Records contained in a dataset
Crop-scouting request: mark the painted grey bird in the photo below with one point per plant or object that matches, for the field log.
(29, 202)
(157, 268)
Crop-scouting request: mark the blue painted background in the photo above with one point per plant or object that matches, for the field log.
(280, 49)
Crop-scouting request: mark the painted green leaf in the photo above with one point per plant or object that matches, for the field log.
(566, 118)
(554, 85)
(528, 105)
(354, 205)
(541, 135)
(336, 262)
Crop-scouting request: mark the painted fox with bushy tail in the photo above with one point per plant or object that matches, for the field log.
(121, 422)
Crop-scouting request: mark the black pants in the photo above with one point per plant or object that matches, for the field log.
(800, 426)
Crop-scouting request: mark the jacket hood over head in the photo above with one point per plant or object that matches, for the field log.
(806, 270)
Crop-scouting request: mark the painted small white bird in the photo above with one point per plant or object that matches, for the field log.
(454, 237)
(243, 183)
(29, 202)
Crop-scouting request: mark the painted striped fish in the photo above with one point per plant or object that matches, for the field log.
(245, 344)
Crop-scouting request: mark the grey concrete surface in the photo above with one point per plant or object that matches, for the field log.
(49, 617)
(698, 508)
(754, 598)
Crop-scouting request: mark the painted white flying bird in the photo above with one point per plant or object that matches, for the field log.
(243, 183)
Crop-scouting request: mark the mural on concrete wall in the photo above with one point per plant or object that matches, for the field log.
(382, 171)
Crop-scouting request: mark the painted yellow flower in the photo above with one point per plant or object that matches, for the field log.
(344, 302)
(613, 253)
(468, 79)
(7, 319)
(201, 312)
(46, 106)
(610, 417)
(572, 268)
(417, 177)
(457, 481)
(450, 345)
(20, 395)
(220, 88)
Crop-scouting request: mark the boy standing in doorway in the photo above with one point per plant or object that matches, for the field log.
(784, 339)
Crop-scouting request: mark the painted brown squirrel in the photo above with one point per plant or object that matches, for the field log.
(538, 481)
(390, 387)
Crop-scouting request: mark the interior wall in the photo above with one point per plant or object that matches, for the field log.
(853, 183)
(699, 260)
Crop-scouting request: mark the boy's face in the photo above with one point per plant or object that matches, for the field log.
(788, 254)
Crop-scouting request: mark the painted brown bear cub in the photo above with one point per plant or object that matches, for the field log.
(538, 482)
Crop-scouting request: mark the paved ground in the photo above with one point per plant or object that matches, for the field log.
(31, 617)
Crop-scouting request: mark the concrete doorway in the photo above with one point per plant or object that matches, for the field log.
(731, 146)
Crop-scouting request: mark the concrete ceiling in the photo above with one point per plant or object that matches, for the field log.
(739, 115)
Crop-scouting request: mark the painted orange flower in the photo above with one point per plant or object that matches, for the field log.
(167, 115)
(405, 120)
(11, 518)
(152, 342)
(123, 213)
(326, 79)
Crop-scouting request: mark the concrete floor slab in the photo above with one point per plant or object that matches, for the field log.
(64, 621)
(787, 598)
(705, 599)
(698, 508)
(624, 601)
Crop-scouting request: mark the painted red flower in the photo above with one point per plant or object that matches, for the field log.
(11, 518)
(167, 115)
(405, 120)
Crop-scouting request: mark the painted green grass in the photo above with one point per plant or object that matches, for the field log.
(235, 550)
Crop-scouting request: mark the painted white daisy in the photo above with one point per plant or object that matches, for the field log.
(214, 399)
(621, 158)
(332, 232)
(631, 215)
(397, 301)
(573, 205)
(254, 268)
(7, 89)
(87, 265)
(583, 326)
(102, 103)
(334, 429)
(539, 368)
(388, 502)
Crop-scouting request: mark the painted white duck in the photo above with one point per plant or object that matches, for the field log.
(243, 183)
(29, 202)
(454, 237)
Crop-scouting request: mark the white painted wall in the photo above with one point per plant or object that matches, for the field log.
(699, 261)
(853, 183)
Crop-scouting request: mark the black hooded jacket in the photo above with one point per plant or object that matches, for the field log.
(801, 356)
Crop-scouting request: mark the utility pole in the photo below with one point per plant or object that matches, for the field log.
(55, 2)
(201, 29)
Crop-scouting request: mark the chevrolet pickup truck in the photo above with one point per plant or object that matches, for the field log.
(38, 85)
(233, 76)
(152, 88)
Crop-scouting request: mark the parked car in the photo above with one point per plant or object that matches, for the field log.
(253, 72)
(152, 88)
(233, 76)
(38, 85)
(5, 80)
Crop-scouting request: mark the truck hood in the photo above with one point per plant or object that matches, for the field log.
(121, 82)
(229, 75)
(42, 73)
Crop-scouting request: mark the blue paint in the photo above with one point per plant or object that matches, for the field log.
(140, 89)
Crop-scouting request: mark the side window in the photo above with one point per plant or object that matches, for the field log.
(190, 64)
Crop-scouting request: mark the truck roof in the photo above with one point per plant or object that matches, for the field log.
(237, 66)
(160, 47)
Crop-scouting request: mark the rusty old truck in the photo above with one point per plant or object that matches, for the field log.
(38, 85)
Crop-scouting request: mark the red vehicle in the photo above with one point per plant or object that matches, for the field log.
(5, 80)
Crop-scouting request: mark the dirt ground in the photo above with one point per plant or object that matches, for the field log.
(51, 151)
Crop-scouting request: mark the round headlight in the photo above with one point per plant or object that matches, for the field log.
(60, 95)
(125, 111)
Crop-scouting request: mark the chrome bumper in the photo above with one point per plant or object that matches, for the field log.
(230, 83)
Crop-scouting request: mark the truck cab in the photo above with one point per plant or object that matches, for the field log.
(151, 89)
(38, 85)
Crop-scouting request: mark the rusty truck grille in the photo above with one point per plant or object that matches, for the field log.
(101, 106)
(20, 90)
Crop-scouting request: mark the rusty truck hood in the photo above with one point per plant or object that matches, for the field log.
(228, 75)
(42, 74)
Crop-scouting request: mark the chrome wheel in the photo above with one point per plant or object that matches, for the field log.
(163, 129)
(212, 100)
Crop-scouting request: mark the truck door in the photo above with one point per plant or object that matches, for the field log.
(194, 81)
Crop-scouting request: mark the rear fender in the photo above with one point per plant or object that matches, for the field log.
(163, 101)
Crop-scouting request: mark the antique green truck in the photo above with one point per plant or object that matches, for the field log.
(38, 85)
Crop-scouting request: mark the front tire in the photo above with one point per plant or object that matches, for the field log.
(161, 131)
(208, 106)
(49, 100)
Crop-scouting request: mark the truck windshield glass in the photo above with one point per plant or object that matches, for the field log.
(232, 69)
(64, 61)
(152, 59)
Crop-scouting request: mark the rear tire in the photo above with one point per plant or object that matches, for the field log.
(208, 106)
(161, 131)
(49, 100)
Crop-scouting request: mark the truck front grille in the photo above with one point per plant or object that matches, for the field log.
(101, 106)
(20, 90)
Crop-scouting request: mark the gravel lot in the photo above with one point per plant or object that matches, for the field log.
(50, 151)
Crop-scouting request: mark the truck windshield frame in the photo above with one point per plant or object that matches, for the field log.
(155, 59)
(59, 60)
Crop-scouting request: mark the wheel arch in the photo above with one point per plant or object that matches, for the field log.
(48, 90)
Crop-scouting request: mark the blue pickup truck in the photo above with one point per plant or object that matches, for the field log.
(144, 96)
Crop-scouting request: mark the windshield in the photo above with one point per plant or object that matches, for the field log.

TASK PROMPT:
Give the records back in full, word for word.

ANSWER TO THIS PROBLEM:
Crop-scouting request: mark the painted grey bird in the photo below with one point per plant or object that matches, for the field log.
(29, 202)
(157, 268)
Crop-scouting request: mark the blue painted background in the photo above with one point per plant or object that matches, for the field log.
(280, 49)
Crop-scouting request: mark the painted green leaf in the photo above with one point per plant or object that matches, for the field log.
(566, 118)
(554, 85)
(528, 105)
(354, 205)
(541, 135)
(336, 262)
Crop-scouting request: mark the painted fox with bushy tail in the photo above with one point per plant or object that matches, for the field log.
(121, 422)
Crop-scouting request: mark the black pants in the photo above with one point per plant or object that matches, for the field log.
(800, 426)
Crop-scouting request: mark the jacket hood over head in the photo above with one point per plant or object that matches, for the field log.
(806, 270)
Crop-scouting request: mark the painted small white bird in the photo above with one point per plant or object that matches, for the field log.
(454, 237)
(243, 183)
(29, 202)
Crop-scouting request: mark the painted striped fish in the photo above with one point per plant or object that matches, for the field log.
(245, 344)
Crop-scouting request: mark the grey concrete surface in the photo above with one point per plant or object that matches, for the field log.
(49, 617)
(698, 508)
(754, 598)
Crop-scouting request: mark the painted white flying bird in the photo above with one point per plant or object that matches, for the field log.
(243, 183)
Crop-scouting request: mark the mural on concrete wall in the photo above with one point per plant or object that matches, for the field log.
(382, 171)
Crop-scouting request: mark the painted yellow flower in the photo above with one point per plant or object that matches, for the field log.
(344, 302)
(613, 253)
(468, 79)
(7, 319)
(201, 312)
(46, 106)
(610, 417)
(572, 268)
(417, 177)
(457, 481)
(450, 345)
(20, 395)
(220, 88)
Crop-scouting request: mark the boy standing in doorway in the photo above with one point per plant or object that matches, for the field log.
(784, 339)
Crop-scouting request: mark the painted brown squirrel in the photo above with one point per plant or object that matches, for the field log.
(538, 481)
(390, 387)
Crop-scouting request: mark the interior wall in the photo above with one point per plant or object that matches, for the field log.
(853, 183)
(699, 260)
Crop-scouting request: mark the boy's face in the photo above with one point per plant or object that matches, for the field log.
(788, 254)
Crop-scouting request: mark the painted brown bear cub in the photo above with one point per plant or object that matches, for the field log.
(538, 482)
Crop-scouting request: mark the paved ground in the photo above with one point per plant or object that matches, for the field log.
(31, 617)
Crop-scouting request: mark the concrete doorway in the photo above with one point per plant or object that matches, for the field log.
(731, 146)
Crop-scouting request: mark the concrete ceiling in the photo above with one point per plant or object that matches, for the field log.
(739, 115)
Crop-scouting request: mark the painted orange flower in the photo above with one point per plant or object that matches, for the field log.
(167, 115)
(405, 120)
(11, 518)
(152, 342)
(123, 213)
(326, 79)
Crop-scouting request: mark the concrete floor slab in the photo above with one point per plant or object that matches, for the field log.
(64, 621)
(787, 598)
(705, 599)
(698, 508)
(624, 601)
Crop-scouting request: mark the painted red flower in the photo above with one point per plant or object that matches, for the field log.
(11, 518)
(167, 115)
(405, 120)
Crop-scouting request: mark the painted green grass in the photo above with one point per plant or object that matches, for the field log.
(235, 550)
Crop-scouting request: mark the painted white daisy in the photo above with one point per plant or object that matches, for the field log.
(214, 399)
(621, 158)
(332, 232)
(631, 215)
(397, 301)
(573, 205)
(254, 268)
(7, 89)
(87, 265)
(583, 326)
(102, 103)
(334, 429)
(539, 368)
(388, 502)
Crop-scouting request: mark the painted white duck in the photo above with one point per plant or object that matches, for the field log.
(243, 183)
(29, 202)
(454, 237)
Crop-scouting request: mark the white painted wall in the photo above with one point per plant or object that matches, for the field log.
(699, 261)
(853, 183)
Crop-scouting request: mark the black hooded jacket in the photo above with one point per plant or object that matches, for the field log.
(801, 356)
Crop-scouting request: mark the utility pole in the photo below with one point per plant or object that matches, for the field log.
(55, 2)
(201, 29)
Crop-scouting request: mark the chevrolet pickup truck in the photo above with one point per plant or object that matches, for the field log.
(38, 85)
(233, 76)
(152, 88)
Crop-scouting request: mark the parked car in the photo above with one point per plant or object that matches, for the field log.
(253, 72)
(152, 88)
(233, 76)
(38, 85)
(5, 80)
Crop-scouting request: mark the truck hood in the photo above with one point per plant or object that matches, for the field log.
(121, 82)
(229, 75)
(42, 73)
Crop-scouting request: mark the blue paint in the photo above with one point per plant or object that matches, for the field log.
(140, 89)
Crop-scouting request: mark the side window in the photo above with one point per plant or object that matches, for the field log.
(190, 64)
Crop-scouting request: mark the truck roof in the photo above with one point per plant or object that matches, for the field log.
(237, 66)
(160, 47)
Crop-scouting request: mark the rusty old truck in the photo above with one point per plant or object that matches, for the field log.
(38, 85)
Crop-scouting request: mark the red vehicle in the photo above with one point per plant or object that matches, for the field log.
(5, 80)
Crop-scouting request: mark the dirt ground in the photo above with one point per plant or object that matches, for the field log.
(51, 151)
Crop-scouting request: mark the round headlight in the photo above with one point per plant or object that matches, for the field log.
(60, 95)
(125, 111)
Crop-scouting request: mark the chrome bumper in the photo above with one point per plant or object that matches, for the field log.
(230, 83)
Crop-scouting request: mark the truck cab in the photo above with one point per plant or object that matches, for the field log.
(151, 89)
(38, 85)
Crop-scouting request: mark the rusty truck grille in the photo above with one point per plant or object that matches, for the field log.
(101, 106)
(20, 90)
Crop-scouting request: mark the rusty truck hood in the photo above with one point per plant or object that matches, for the field log.
(228, 75)
(42, 74)
Crop-scouting request: mark the chrome wheel in the photo above with one point per plant or object that matches, for the field log.
(163, 129)
(212, 100)
Crop-scouting request: mark the truck door in the photo above with one point per plant or object that matches, for the field log.
(194, 81)
Crop-scouting request: mark the rear fender in the photo above with one point per plant or object that matches, for the field log.
(163, 101)
Crop-scouting request: mark the antique green truck in the photo above with one point per plant or object that matches, for the field log.
(38, 85)
Crop-scouting request: mark the front tire in the photo above with one point per plant or object that matches, for the field log.
(161, 131)
(208, 106)
(49, 100)
Crop-scouting request: mark the truck windshield glass in the photo above with one point per plant or object that matches, for the field log.
(232, 69)
(64, 61)
(152, 59)
Crop-scouting request: mark the rear tire in the photo above with one point per plant or object that matches, for the field log.
(208, 106)
(161, 131)
(49, 100)
Crop-scouting request: mark the truck front grille in the photo above with one point per plant or object that matches, for the field log.
(101, 106)
(20, 90)
Crop-scouting request: mark the gravel lot in the photo above with one point per plant or object that matches, for the field log.
(50, 151)
Crop-scouting request: mark the truck windshield frame in the photo above with one point per plant or object that matches, for the field log.
(155, 59)
(59, 60)
Crop-scouting request: mark the wheel arch in the photo above with one point per plant or object that matches, for the field log.
(48, 90)
Crop-scouting request: mark the blue pickup truck in the photo above with one point per plant or object that matches, for the field log.
(144, 96)
Crop-scouting request: mark the windshield in the photo above with one point per plant or object that matches, for the field log.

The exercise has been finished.